Document segment:
Start of Block

Housing, education top urbanites' worries
By Fu Jing (China Daily)
Updated: 2006-02-24 05:32
Housing, education and jobs are the main worries of urban residents and these are the issues they would like to be addressed by the country's top legislators next month, according to a recent poll.
The Social Survey Institute of China (SSIC), a non-government organization, polled 2,000 people in 16 major cities including Beijing and Shanghai and asked them what they would like next month's annual session of the National People's Congress to discuss.
Citizens ask about information on a housing project at a housing exhibition in Shanghai in this photo taken on April 29, 2005. [newsphoto]
Nearly 4 in 5 respondents said they were worried about rising house prices and poor services provided by property management companies.
Urban real estate prices have seen a rapid rise in recent years. According to the World Bank, housing prices worldwide are equivalent to 5-7 years' household income, but in China it is 11 years' earnings.
About 3 in 5 were concerned about limited job opportunities.
Despite a record 11 million job openings this year, 14 million urbanites including those entering the job market, laid-off workers and migrants from rural areas might end up with no employment. The pollsters said the laid-off, disabled people and fresh university graduates would find it most difficult to find jobs.
As tuition fees keep rising in educational institutions, nearly 3 in 5 surveyed complained about the increasing cost and corruption.

End of Block

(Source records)
Start of Block

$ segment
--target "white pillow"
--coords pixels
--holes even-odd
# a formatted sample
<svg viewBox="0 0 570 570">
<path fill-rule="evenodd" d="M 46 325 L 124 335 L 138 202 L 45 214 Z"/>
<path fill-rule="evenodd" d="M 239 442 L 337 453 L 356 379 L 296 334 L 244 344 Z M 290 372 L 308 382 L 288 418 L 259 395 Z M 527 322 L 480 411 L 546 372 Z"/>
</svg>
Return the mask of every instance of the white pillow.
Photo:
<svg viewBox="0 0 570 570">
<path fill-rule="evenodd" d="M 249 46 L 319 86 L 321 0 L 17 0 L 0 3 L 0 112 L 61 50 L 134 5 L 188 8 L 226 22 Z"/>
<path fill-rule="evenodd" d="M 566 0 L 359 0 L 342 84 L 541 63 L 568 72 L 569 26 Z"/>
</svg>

End of Block

What you will do:
a - From the news article on urban residents' worries, reproduce the part that opens with the words containing "Updated: 2006-02-24 05:32" and closes with "a recent poll.".
b - Does each statement agree with the news article on urban residents' worries? Answer yes or no for each, and quote the words of the article that decide it.
(i) The poll surveyed 2,000 people in 16 major cities.
(ii) The Social Survey Institute of China is a government agency.
(iii) About 4 in 5 respondents were concerned about limited job opportunities.

Problem solutions:
a -
Updated: 2006-02-24 05:32
Housing, education and jobs are the main worries of urban residents and these are the issues they would like to be addressed by the country's top legislators next month, according to a recent poll.

b -
(i) Yes: "polled 2,000 people in 16 major cities"
(ii) No: "a non-government organization"
(iii) No: "About 3 in 5 were concerned about limited job opportunities."